> Assigned task A:
From the passage on extra teeth, reproduce everything from "If the panoramic" down to "interfering with anything.".
> Assigned task B:
Answer these questions using the passage on extra teeth, with each answer marked to match its question:
(i) What is the fluid-filled sac that can form around the crown of an extra tooth trapped in the jawbone called?
(ii) What imaging tool do dentists usually use first to spot extra teeth?
(iii) For how many minutes at a time should cold compresses be applied to the cheek after removal?
> Assigned task C:
List every problem that the passage on extra teeth says makes removal of an extra tooth recommended.

Other potential complications include root damage to neighboring teeth. The extra tooth can press against adjacent roots, gradually wearing them down or cutting off their blood supply. In rarer cases, a fluid-filled sac called a dentigerous cyst can form around the crown of an extra tooth that’s trapped in the jawbone. These cysts aren’t typically dangerous on their own, but if left untreated they can grow large enough to weaken the jawbone, shift surrounding teeth, or lead to infection and tooth loss.
How Dentists Find and Assess Extra Teeth
Sometimes you can see or feel the extra tooth yourself, but many extra teeth never break through the gum. They sit hidden inside the jawbone and only show up on an X-ray, which is why routine dental imaging is so important. A standard panoramic X-ray (the wide shot that captures your entire jaw) is usually the first tool dentists use to spot them.
If the panoramic image raises questions about exactly where the tooth sits, how it’s oriented, or whether it’s close to nerves or the roots of other teeth, your dentist may order a cone-beam CT scan. This produces a detailed 3D image that shows the tooth’s precise position and shape, which is especially useful for planning removal if the tooth is deeply impacted or positioned at an unusual angle.
When Removal Is Recommended
Not every extra tooth needs to come out. If the tooth is small, positioned high in the jawbone away from other tooth roots, and not causing any visible complications, your dentist may simply monitor it with periodic X-rays. This watch-and-wait approach is especially common in young children when the extra tooth develops alongside the baby teeth and isn’t interfering with anything.
Removal is recommended when the extra tooth is actively causing problems: blocking a permanent tooth from erupting, displacing neighboring teeth, creating a visible gap between the front teeth, causing root damage, or showing signs of cyst formation. In children, the timing depends on what’s happening around the extra tooth. If it’s preventing upper front teeth from coming in, early removal (often before age six) gives those teeth the best chance of erupting on their own. If the front teeth have already come in but are displaced, dentists sometimes wait until the lateral incisors (the teeth on either side of the front two) have erupted, then remove the extra tooth and use braces to correct the alignment.
After removal, if a blocked permanent tooth still hasn’t erupted within about six months, a dentist may surgically expose it to help guide it into place.
What Recovery Looks Like
If your extra tooth has erupted through the gum, removal is a straightforward extraction similar to any other tooth pull. If it’s impacted (stuck in the bone), the procedure is more involved and may require a small surgical opening in the gum and bone.
Either way, the typical healing period is about a week. Most people need one to three days off from work or school. The most important part of recovery is protecting the blood clot that forms in the empty socket. That clot is what allows the tissue to heal, and losing it can lead to a painful complication called dry socket. For the first 24 hours, avoid rinsing your mouth, using straws, or spitting, since all of these create pressure that can dislodge the clot. After that first day, gentle saltwater rinses can help keep the area clean.
Cold compresses on the outside of your cheek for 15 minutes at a time help with swelling and pain. Sleeping with your head slightly elevated on extra pillows also reduces swelling. Most people return to their normal diet and routine within a week, though more complex surgical removals can take longer to fully heal.

> Extracted entries:
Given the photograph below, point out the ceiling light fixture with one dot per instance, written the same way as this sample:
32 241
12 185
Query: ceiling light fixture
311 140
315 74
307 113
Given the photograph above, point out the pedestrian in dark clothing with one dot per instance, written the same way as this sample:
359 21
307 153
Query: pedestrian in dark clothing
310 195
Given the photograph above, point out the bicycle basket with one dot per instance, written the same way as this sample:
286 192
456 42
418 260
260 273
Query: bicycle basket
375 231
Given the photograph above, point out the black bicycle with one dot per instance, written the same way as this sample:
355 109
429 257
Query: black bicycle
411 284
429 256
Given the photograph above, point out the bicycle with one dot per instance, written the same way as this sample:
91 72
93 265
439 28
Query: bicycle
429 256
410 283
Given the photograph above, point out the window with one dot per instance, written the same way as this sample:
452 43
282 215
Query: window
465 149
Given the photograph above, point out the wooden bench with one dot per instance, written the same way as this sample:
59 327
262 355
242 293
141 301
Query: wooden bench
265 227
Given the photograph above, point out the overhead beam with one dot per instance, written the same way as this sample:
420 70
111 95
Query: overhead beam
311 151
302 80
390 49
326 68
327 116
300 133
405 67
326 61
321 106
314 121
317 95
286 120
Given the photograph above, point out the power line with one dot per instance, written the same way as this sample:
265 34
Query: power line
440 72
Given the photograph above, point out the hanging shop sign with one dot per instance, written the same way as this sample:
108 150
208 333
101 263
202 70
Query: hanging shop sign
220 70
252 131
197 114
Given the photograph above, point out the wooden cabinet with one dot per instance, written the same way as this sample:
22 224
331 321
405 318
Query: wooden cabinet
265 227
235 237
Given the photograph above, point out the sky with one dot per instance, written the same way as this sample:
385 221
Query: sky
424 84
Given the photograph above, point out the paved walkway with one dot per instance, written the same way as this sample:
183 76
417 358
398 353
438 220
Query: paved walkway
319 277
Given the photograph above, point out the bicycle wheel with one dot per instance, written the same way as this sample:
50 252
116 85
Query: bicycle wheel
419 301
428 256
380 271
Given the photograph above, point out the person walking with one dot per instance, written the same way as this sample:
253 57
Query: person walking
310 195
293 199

> Result A:
If the panoramic image raises questions about exactly where the tooth sits, how it’s oriented, or whether it’s close to nerves or the roots of other teeth, your dentist may order a cone-beam CT scan. This produces a detailed 3D image that shows the tooth’s precise position and shape, which is especially useful for planning removal if the tooth is deeply impacted or positioned at an unusual angle.
When Removal Is Recommended
Not every extra tooth needs to come out. If the tooth is small, positioned high in the jawbone away from other tooth roots, and not causing any visible complications, your dentist may simply monitor it with periodic X-rays. This watch-and-wait approach is especially common in young children when the extra tooth develops alongside the baby teeth and isn’t interfering with anything.

> Result B:
(i) A dentigerous cyst.
(ii) A standard panoramic X-ray.
(iii) 15 minutes.

> Result C:
- Blocking a permanent tooth from erupting
- Displacing neighboring teeth
- Creating a visible gap between the front teeth
- Causing root damage
- Showing signs of cyst formation